SELECTED TEXT
Finally, the project has shown that in the absence of an overarching global migration regime, international norms vary depending on those IOs – governors – that actually transport, transfer and translate them to the local reality. This diversity of governors and of the ideas that they promote has its negative externalities. Multiple migration governors, significant overlaps and contradictions in their activities, the lack of proper and sustainable coordination, the growth of competition, and, finally, divergent governance agendas promoted by IOs create multiple – often divergent – understandings of migration governance standards and best practices among recipient governments. Multiple governors contribute to the emergence of multiple versions of global migration governance. In policy terms, this might be a major challenge for development of coherent and sustainable approaches to migration governance around the world. However, it can also be a way to escape the need to follow the way of universal agreements based on the lowest common denominator.

Results of this research can benefit the following target groups:
(1) academic users doing research on international/global governance, migration politics and policy, international organizations (IOs), political production and use of expert knowledge, the European Union, Eastern Europe and Central Asia by: overcoming the existing academic emphasis on international structure and instead prioritize the agency of IOs; answering the neglected question of how international migration governors articulate their activities and strengthen their positions in the field; uncovering the issues of production, use and dissemination of expert knowledge by IOs.

(2) major international development donors (individual states, such as the UK, and regional organizations, such as the EU) and IOs dealing with migration issues by providing them with insights on pitfalls in the design and implementation of migration governance/management projects and on the major problems and opportunities of international coordination/cooperation in the field.

(3) local actors in developing countries of Central Asia (government officials, staff of local NGOs, academics) by increasing their access to knowledge.

Beyond the immediate research results and their dissemination, the implementation of the MIGGOV project has increased European competitiveness and produced long-term synergies thanks to the sustainable cooperation established between the fellow and his colleagues in the UK, other EU Member States and non-EU universities and research centres.

TASKS AND EXERCISES
(A) From the migration governance text above, return the part that opens with the words containing "Results of this" and closes with "knowledge by IOs.".
(B) According to the migration governance text above, how does the research benefit local actors in the developing countries of Central Asia?

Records

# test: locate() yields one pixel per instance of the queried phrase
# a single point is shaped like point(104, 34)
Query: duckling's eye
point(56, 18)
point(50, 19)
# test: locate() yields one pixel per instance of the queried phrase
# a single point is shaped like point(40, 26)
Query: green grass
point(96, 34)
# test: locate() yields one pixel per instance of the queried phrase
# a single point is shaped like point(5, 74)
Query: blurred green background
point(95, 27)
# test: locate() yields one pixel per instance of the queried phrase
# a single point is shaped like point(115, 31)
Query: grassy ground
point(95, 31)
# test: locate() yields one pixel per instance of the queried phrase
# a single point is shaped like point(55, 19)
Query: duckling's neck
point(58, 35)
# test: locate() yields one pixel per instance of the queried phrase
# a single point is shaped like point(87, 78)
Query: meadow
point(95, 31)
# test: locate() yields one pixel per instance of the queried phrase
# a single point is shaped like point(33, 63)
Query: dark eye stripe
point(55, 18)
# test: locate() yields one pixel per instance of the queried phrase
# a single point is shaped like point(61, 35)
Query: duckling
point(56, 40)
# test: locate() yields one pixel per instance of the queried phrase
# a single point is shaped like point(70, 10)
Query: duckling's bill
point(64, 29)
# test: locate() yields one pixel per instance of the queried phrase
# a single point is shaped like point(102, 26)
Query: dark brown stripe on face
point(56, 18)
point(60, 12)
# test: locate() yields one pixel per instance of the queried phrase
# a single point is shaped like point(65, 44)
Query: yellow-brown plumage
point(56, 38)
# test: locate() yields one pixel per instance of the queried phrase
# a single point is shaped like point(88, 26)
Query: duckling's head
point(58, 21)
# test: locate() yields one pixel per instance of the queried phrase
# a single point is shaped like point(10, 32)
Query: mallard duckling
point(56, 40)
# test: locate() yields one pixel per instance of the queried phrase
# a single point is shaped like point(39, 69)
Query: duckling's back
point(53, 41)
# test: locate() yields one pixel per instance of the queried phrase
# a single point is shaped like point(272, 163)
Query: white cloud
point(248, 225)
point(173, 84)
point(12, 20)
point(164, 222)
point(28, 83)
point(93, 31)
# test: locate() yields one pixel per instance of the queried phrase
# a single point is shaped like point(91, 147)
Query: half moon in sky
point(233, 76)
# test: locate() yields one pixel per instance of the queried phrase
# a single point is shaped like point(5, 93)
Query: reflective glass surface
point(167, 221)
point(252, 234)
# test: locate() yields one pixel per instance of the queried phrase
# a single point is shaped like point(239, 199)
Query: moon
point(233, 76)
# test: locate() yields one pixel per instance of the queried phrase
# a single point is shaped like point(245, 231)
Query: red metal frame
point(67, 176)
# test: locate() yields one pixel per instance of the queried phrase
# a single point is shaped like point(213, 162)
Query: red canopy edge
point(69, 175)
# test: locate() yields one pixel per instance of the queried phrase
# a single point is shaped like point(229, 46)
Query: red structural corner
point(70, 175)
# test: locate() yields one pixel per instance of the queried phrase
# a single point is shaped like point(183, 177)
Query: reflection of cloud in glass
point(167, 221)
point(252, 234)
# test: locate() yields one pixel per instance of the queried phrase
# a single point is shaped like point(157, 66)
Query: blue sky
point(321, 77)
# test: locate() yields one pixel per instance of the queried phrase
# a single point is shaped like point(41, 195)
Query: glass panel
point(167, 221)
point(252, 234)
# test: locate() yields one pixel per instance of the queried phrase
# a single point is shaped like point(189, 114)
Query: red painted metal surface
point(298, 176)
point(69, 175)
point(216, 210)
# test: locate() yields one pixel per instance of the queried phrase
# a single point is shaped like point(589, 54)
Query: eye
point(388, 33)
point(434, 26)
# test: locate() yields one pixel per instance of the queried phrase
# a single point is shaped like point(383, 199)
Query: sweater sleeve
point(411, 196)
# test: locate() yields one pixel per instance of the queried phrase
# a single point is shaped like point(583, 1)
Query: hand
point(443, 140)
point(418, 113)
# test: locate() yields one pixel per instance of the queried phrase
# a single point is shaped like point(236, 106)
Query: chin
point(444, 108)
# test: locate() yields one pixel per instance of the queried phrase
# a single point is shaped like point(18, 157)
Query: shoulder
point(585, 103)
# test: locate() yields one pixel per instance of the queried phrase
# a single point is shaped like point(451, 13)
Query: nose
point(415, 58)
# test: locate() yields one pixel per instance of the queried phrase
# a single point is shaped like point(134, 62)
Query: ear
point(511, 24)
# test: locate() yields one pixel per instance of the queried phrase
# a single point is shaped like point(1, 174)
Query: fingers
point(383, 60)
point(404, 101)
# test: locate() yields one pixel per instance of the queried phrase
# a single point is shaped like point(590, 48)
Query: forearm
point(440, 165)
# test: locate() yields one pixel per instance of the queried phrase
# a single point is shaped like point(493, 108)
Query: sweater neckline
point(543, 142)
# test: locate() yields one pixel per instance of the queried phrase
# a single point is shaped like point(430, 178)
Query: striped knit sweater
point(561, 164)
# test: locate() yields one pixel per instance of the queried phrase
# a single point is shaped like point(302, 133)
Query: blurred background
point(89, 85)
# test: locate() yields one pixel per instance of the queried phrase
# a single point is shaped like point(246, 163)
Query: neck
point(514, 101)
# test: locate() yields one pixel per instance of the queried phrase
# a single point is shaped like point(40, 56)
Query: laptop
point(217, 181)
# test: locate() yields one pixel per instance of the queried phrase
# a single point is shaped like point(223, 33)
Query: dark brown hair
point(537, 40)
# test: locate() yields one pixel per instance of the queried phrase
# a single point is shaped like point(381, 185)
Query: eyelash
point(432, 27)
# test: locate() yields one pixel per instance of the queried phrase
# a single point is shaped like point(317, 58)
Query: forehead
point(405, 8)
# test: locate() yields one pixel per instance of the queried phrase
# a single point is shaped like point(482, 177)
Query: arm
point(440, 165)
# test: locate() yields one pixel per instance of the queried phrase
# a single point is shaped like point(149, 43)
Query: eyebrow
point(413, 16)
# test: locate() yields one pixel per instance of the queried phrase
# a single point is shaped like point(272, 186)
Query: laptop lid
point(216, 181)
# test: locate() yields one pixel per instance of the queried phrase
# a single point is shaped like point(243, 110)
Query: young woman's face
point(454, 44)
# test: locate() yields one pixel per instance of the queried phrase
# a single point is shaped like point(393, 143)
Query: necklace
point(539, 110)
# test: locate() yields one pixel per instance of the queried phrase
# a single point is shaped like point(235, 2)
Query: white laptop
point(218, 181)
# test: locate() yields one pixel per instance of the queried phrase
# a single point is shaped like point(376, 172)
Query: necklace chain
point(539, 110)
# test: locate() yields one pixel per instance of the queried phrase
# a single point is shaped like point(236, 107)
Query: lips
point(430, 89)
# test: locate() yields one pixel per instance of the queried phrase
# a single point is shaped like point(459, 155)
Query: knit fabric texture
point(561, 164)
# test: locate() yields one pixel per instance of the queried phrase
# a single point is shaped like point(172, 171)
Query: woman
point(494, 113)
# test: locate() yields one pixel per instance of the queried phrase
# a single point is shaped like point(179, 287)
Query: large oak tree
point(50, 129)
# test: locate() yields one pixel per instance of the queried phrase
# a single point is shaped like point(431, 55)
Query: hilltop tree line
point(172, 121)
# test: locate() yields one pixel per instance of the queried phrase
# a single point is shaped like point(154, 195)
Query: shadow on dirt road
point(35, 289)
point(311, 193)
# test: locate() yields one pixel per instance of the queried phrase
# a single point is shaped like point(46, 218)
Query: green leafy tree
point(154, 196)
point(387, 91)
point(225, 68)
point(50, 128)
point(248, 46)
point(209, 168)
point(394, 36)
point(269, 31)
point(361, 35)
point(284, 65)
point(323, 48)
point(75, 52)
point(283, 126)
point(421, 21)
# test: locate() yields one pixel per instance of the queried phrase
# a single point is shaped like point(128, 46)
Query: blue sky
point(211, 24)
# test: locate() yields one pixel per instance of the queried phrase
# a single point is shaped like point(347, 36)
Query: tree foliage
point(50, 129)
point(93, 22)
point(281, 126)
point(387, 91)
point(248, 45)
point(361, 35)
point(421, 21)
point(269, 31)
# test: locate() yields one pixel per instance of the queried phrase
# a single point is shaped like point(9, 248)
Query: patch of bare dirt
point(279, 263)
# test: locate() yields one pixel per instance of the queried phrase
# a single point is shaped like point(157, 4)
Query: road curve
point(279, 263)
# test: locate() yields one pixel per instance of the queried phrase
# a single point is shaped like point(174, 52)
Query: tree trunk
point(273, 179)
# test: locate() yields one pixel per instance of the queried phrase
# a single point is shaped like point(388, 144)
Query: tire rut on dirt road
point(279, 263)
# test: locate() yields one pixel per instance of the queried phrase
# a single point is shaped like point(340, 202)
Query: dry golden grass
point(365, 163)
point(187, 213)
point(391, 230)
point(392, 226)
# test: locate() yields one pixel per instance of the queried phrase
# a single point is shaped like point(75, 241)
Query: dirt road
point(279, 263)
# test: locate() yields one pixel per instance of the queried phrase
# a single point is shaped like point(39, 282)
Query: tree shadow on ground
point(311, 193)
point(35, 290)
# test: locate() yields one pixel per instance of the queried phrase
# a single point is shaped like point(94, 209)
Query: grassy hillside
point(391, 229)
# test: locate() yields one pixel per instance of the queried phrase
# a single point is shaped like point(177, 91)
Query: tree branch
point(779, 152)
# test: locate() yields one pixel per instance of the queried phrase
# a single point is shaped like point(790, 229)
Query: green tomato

WORKED SOLUTIONS
(A)
Results of this research can benefit the following target groups:
(1) academic users doing research on international/global governance, migration politics and policy, international organizations (IOs), political production and use of expert knowledge, the European Union, Eastern Europe and Central Asia by: overcoming the existing academic emphasis on international structure and instead prioritize the agency of IOs; answering the neglected question of how international migration governors articulate their activities and strengthen their positions in the field; uncovering the issues of production, use and dissemination of expert knowledge by IOs.

(B) It increases their access to knowledge.